=== Section Start ===

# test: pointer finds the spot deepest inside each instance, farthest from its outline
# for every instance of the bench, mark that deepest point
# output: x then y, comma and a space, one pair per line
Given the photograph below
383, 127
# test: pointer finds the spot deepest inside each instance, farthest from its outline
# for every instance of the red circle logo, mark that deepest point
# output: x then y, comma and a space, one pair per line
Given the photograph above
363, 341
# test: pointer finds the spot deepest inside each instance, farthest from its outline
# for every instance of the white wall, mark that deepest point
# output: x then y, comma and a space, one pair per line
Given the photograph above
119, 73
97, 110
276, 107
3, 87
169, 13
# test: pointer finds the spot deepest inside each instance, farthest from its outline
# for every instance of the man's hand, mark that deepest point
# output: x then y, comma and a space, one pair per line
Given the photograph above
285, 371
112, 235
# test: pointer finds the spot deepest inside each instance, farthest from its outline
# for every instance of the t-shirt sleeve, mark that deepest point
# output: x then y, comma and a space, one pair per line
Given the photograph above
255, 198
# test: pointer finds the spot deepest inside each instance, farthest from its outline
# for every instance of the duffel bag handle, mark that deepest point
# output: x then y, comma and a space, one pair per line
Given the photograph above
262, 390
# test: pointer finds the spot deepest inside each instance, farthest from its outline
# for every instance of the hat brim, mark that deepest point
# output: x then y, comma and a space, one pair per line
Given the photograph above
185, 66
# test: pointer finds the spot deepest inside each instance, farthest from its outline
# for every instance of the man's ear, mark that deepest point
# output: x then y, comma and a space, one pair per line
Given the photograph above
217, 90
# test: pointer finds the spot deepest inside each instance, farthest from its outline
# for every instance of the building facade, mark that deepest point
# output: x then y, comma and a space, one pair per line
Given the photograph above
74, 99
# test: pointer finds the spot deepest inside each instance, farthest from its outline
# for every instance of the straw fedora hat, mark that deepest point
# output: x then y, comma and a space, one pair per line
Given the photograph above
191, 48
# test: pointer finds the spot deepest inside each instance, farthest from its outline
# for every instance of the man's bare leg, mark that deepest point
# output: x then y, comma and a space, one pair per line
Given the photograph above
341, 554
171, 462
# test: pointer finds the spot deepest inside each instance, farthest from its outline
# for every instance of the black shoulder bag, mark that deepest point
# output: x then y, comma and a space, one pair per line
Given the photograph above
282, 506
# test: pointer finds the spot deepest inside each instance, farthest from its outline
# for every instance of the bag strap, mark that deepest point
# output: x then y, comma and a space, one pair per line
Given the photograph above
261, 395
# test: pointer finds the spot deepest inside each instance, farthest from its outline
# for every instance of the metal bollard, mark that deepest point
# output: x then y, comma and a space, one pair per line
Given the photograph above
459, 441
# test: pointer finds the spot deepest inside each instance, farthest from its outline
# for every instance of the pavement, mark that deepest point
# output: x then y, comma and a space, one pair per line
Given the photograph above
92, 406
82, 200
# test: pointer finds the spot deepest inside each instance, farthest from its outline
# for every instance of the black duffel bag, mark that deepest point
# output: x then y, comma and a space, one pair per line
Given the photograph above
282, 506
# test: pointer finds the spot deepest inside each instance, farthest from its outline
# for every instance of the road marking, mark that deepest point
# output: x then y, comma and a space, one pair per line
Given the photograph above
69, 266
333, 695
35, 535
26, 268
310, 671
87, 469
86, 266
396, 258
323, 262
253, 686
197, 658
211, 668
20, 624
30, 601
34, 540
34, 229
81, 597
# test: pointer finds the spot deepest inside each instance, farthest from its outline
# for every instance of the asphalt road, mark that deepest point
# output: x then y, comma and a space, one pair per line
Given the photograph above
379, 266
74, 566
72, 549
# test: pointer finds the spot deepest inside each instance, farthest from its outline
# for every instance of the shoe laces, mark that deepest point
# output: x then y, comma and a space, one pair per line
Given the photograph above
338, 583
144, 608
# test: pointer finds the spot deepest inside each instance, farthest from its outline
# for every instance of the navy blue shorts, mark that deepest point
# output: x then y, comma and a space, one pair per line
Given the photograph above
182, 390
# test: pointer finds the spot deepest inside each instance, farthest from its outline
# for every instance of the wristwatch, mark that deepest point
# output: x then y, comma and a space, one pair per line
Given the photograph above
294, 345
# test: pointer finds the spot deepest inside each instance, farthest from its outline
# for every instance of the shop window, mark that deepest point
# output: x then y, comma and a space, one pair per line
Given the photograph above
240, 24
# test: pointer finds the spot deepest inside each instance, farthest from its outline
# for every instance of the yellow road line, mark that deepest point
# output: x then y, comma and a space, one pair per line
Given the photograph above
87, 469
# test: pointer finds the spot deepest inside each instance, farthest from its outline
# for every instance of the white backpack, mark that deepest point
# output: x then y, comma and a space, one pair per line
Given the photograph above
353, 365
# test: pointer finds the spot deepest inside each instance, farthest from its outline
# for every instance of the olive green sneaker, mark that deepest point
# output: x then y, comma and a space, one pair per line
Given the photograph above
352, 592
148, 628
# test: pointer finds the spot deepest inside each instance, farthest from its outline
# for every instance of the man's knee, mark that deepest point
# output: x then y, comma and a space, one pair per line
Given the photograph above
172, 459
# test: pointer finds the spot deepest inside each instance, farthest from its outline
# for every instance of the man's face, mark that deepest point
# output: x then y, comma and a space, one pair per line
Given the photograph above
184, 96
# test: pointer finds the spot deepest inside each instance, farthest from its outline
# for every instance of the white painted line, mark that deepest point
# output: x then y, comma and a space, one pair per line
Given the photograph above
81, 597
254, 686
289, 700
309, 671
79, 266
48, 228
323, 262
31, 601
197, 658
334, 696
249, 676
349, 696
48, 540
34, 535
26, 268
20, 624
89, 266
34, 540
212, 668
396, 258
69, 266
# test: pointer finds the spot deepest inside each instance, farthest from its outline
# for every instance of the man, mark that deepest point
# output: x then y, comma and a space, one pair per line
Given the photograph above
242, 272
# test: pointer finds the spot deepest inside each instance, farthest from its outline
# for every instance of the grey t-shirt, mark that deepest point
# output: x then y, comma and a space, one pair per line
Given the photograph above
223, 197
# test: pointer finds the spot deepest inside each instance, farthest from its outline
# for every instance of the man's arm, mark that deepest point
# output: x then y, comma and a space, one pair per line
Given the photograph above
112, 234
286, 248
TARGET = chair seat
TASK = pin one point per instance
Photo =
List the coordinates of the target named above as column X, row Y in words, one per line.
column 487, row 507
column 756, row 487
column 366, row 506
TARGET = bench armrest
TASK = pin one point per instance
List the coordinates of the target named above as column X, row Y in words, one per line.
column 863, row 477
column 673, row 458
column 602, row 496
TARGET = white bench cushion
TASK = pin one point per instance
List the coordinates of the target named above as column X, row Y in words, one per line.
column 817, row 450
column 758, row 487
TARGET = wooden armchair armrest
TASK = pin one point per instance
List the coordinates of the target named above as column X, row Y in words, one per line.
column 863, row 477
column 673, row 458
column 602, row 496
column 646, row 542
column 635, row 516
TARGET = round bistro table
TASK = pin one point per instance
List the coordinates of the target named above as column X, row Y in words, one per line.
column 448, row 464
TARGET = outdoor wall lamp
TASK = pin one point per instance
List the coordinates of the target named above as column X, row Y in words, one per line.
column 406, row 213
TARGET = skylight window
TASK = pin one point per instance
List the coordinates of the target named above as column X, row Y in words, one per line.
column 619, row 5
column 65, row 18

=== Section End ===

Task to carry out:
Find the lines in the records that include the string "road", and reply with how many there are, nothing more.

Your response:
3